■ **GIVEN TEXT**
----------------------------------------

Beyond the Aesthetic: What Soft Life Looks Like When You’re Healing
The internet made me despise the phrase soft life. The way so many people use it as if it’s all luxury items, bubble baths, and a man coming to save them drives me insane. It’s misleading, and honestly, it’s become an excuse to hide from the real work that’s required during the so-called soft life era.
The phrase soft life first gained traction in Nigeria as part of a cultural shift among Black women who were tired of glorifying struggle. It was never about luxury for luxury’s sake it was about giving ourselves permission to breathe. To exist without constantly being in survival mode.
But somewhere along the way, that message got watered down. Now the #SoftLifeEra hashtag floods the internet with content that misrepresents its root. The soft life was never meant to be an escape from the hard parts it was meant to teach us how to move through them with grace. Choosing softness doesn’t mean avoiding accountability or numbing what hurts. It means facing those issues without letting them harden you or cause you to lose your authenticity just to fit a trend.

----------------------------------------

■ **ENTRIES SHOWN**
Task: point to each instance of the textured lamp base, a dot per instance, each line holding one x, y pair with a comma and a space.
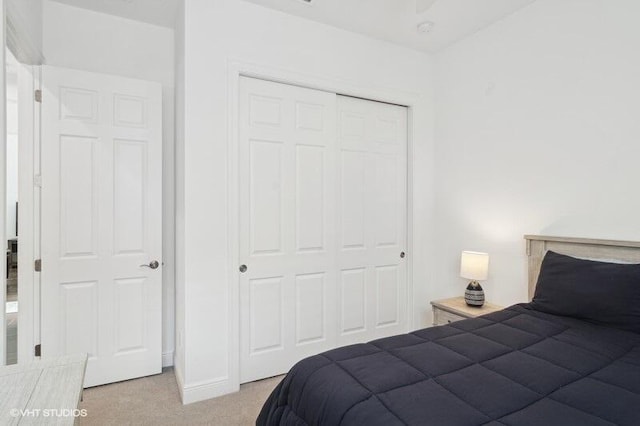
474, 294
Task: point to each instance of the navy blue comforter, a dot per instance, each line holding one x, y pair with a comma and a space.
513, 367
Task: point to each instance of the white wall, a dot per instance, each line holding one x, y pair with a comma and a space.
12, 149
90, 41
24, 35
216, 35
537, 132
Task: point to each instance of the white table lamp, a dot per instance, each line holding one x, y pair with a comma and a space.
474, 266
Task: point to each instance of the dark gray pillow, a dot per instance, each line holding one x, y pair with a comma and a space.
601, 292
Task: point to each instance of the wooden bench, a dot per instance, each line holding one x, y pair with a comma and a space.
42, 392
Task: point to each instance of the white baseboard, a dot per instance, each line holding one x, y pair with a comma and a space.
167, 359
204, 390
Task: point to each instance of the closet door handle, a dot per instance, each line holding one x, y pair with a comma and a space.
152, 265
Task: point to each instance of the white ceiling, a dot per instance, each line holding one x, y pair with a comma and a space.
396, 20
157, 12
392, 20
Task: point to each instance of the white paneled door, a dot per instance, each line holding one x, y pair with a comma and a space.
101, 289
322, 223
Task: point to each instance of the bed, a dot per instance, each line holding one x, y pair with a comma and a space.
569, 357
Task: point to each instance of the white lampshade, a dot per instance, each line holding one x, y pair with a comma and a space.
474, 265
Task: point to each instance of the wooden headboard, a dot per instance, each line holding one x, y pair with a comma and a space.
605, 250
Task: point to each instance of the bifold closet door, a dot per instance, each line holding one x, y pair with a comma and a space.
322, 223
371, 224
287, 204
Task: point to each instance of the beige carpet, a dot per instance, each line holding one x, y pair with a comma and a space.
155, 400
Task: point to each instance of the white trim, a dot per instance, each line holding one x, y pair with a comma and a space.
3, 188
167, 359
28, 214
237, 68
203, 390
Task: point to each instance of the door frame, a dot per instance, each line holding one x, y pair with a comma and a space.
239, 68
29, 78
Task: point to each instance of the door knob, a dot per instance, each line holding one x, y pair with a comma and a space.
153, 265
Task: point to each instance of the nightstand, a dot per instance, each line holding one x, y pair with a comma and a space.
455, 309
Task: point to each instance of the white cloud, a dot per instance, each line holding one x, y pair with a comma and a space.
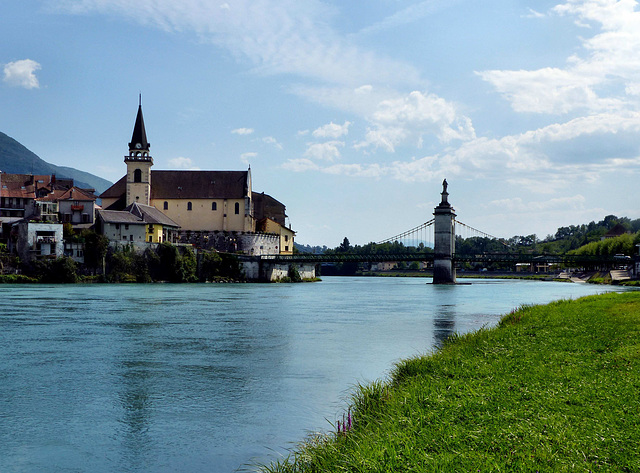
242, 131
409, 118
182, 163
270, 140
411, 14
517, 204
534, 14
22, 74
332, 130
300, 165
328, 151
297, 39
246, 157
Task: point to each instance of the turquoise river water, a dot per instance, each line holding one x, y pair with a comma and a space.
212, 377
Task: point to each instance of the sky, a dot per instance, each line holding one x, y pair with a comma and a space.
351, 113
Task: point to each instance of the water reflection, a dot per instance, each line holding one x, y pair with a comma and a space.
444, 313
135, 398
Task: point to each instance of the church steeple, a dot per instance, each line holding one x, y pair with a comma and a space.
139, 163
139, 138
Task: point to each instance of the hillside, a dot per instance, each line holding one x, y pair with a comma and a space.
17, 159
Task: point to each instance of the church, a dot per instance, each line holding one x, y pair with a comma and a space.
213, 209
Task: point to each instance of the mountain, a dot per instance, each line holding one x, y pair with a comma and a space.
16, 159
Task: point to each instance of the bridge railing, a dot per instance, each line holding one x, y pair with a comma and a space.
487, 258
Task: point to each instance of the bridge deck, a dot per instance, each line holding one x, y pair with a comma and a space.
457, 257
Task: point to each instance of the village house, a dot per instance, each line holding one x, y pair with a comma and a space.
213, 209
136, 224
30, 213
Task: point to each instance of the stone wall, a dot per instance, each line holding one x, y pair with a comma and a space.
233, 242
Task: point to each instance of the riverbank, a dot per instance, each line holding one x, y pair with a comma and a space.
551, 388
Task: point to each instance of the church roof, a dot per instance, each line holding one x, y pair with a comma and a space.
137, 214
150, 214
75, 193
189, 185
198, 184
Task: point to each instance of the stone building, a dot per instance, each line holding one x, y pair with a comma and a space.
214, 209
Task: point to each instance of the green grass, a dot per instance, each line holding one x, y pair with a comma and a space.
552, 388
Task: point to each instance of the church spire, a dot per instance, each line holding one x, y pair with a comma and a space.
139, 138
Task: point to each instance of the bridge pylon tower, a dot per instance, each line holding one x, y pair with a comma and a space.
444, 272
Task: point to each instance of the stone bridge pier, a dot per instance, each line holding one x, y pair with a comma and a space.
444, 272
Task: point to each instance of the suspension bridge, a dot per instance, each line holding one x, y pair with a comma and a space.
434, 241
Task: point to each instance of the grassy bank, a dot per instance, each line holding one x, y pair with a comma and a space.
552, 388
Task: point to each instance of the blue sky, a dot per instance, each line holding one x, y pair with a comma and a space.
350, 113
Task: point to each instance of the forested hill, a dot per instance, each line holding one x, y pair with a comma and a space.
17, 159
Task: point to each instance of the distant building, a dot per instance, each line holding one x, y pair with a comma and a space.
33, 240
213, 209
137, 224
40, 197
75, 206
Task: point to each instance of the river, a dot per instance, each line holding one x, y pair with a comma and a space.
212, 377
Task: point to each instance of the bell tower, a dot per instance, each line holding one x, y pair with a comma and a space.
139, 163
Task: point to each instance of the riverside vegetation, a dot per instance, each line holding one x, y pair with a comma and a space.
551, 388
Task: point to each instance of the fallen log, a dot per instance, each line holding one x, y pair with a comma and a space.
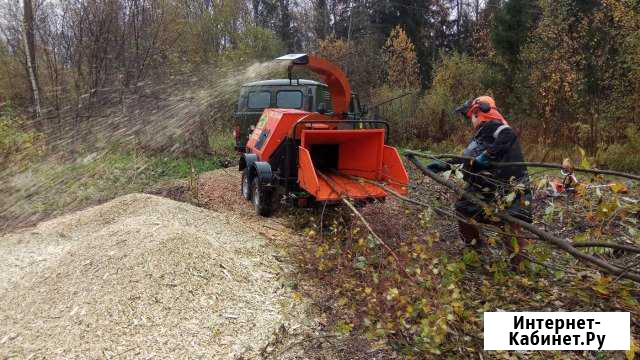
541, 234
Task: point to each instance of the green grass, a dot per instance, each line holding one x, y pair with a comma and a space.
50, 188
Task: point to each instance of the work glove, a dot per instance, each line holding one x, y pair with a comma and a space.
481, 162
438, 166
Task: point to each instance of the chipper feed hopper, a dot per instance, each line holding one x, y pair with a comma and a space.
308, 156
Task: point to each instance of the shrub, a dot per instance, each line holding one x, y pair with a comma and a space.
17, 143
622, 155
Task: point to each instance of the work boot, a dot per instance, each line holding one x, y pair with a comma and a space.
517, 254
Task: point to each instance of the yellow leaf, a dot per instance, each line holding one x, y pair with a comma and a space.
619, 188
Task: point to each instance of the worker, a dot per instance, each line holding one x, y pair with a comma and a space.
493, 141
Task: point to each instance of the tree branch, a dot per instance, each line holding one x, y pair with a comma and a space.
543, 235
528, 164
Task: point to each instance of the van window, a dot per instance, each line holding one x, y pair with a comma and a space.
259, 99
289, 99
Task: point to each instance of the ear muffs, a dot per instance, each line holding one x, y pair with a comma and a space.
484, 107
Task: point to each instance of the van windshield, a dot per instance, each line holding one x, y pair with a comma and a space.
259, 99
289, 99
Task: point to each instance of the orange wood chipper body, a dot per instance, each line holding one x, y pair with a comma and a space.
305, 156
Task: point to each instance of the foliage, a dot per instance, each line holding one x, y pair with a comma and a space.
511, 28
430, 303
618, 156
401, 114
456, 79
400, 57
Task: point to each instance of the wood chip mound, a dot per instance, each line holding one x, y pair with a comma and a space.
141, 277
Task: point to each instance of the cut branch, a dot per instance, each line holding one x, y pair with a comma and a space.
624, 247
334, 187
528, 164
543, 235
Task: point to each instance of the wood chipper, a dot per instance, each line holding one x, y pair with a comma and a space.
304, 157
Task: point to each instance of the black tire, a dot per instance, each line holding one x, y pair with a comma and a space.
261, 198
245, 185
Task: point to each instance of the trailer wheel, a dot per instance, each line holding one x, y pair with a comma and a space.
261, 198
246, 185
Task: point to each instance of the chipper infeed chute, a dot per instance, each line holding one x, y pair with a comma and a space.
330, 161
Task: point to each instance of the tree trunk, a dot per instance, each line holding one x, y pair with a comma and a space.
29, 48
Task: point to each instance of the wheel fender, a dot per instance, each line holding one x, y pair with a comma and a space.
262, 170
246, 161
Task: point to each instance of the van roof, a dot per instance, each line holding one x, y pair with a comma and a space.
281, 82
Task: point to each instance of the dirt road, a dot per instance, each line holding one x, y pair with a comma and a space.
144, 276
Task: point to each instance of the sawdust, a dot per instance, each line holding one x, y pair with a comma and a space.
143, 276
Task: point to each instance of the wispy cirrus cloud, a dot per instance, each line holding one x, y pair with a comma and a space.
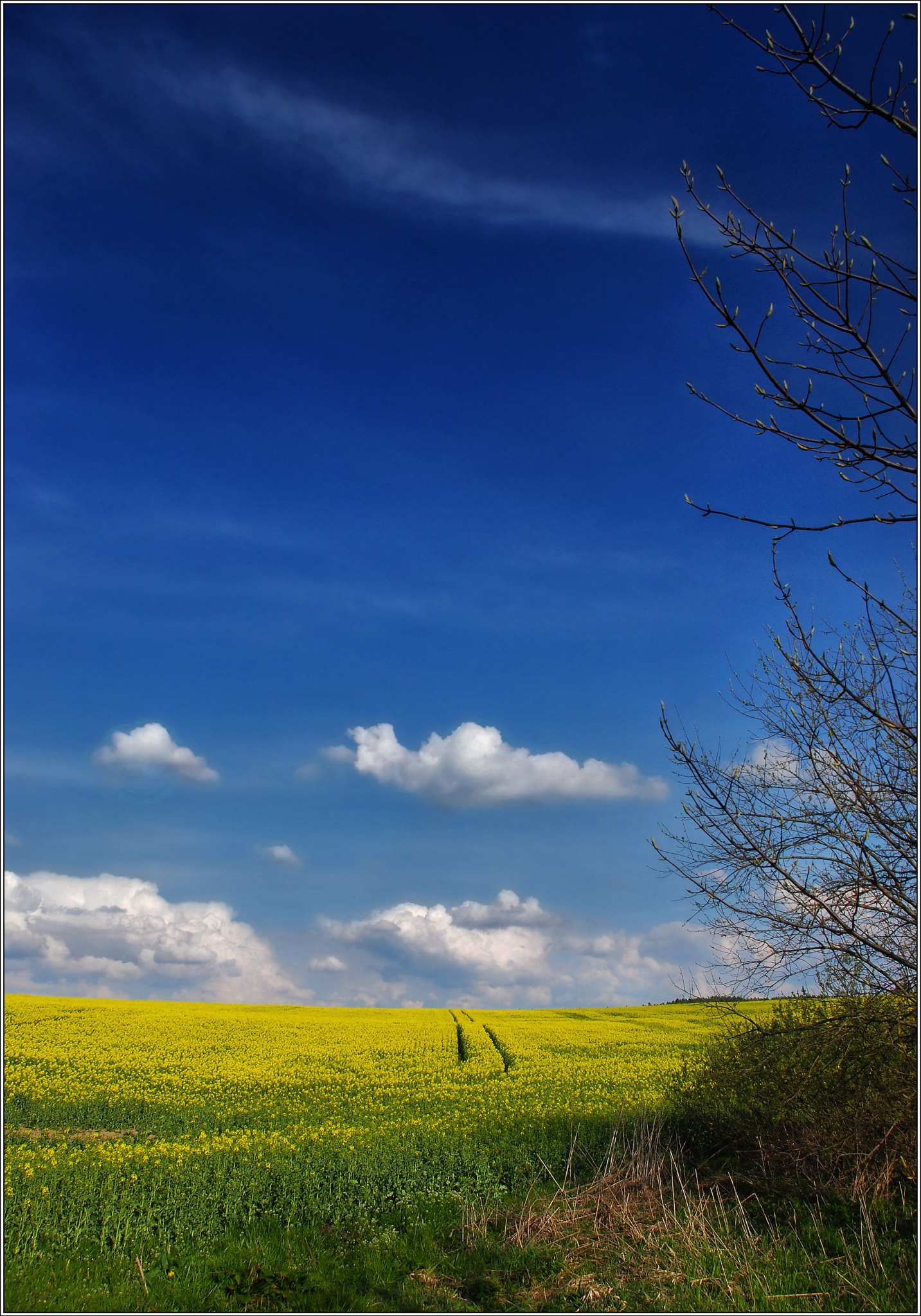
395, 158
476, 766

----------------------------------------

■ **HOW TO COMPLETE THIS TASK**
Continue the soft life essay from the end of its final paragraph. None of the lines relate to the work here.

■ **TASK ANSWER**
I thought about writing this because, honestly, I was a little triggered. I had to mute a content creator on Instagram who kept over-pushing the soft life narrative but in a way that felt contradictory. Her posts started to come off as if she was looking down on other Black women who were single, driving older cars, or not living in the kind of “luxury” she promoted.
Soft life, to me, is showing the real parts the struggles, the healing, the work and still finding a little peace in the chaos. It’s basically the opposite of what we see online for example when a life coach gets online preaching peace and alignment, but behind the scenes, their mental health is falling apart. The world has turned self-care into a product instead of a practice.
When people ask me what soft life looks like to me, I tell them it’s guided by whatever emotion I need to feel in that moment and finding some kind of peace within it.
Living a soft life became a priority for me when I found out my mom was diagnosed with bipolar disorder a few years ago, and later learned that I have aunts with schizophrenia. On top of my childhood trauma, that news shook me. It forced me to take my mental health seriously not just as a buzzword, but as a responsibility. Knowing that mental health can be hereditary made me realize I had to break certain patterns early.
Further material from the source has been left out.